抜粋:

▬▬▬

説明

シャツの前立てに挿して使う衣服内送風機

【課題】衣服内へ送風機で強制的に送風、換気して体温を下げる従来の空調衣服は、送風機と専用の衣服が一体となって機能するよう製品化されている為、寸法が嵩張る、価格が高価である、色やデザインが限定されている、必要に応じて羽織ったり脱いだりする必要がある、空気がシャツの上を流れて、体温を下げる効果が劣る等の欠点があった。
【解決手段】シャツの左右の前立てを、上下に隣り合う2つのボタンで留めることで、前後に重なり合う左右の前立ての間に構成される紡錘状の隙間に勘合する断面を持つ外殻の内部に、シャツの外側からシャツの内側に向けて送風する送風機と駆動用電源を納めると共に、外殻の上部に、脱落防止の為、シャツのボタンに掛けるクリップを設けたことを特徴とする。

【発明の詳細な説明】
【技術分野】
【0001】
本発明は、衣服内に送風して体温を下げる送風機に関するものである。
【背景技術】
【0002】
気温が高い時、衣服内へ強制的に送風して換気すれば、汗の蒸散を促進し、効率的に体温を下げることができる。
従来、衣服内へ強制的に送風して体温を下げる発明としては、服の後身頃に送風機を設けた空調衣服があった。
これは空調設備の無い作業現場用に開発されたもので、空気を通さない布地で作られ、後身頃の左右の脇腹の辺りに取り付けた送風機から衣服内へ送風された空気が襟元や袖口から排気されるもので、空調設備の無い作業現場で体温を下げる目的としては実用上十分であった。

▬▬▬

表示行:
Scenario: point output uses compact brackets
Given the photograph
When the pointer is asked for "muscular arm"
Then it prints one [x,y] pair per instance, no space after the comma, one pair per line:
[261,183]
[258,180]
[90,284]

▬▬▬

課題 1: 抜粋中の「本発明は、衣服内に送風して体温を下げる送風機に関するものである。」という一文を英語に訳してください。
課題 2: 抜粋の内容を二文で要約してください。
行は参照しなくてかまいません。

解答例 1: The present invention relates to a blower that sends air into clothing to lower body temperature.

解答例 2: 衣服内へ送風する従来の空調衣服には、嵩張る、高価である、色やデザインが限定される、体温を下げる効果が劣るなどの欠点があった。そこで本発明では、シャツの左右の前立ての間にできる紡錘状の隙間に勘合する外殻に、シャツの外側から内側へ送風する送風機と駆動用電源を納め、外殻の上部には脱落防止用にボタンに掛けるクリップを設けている。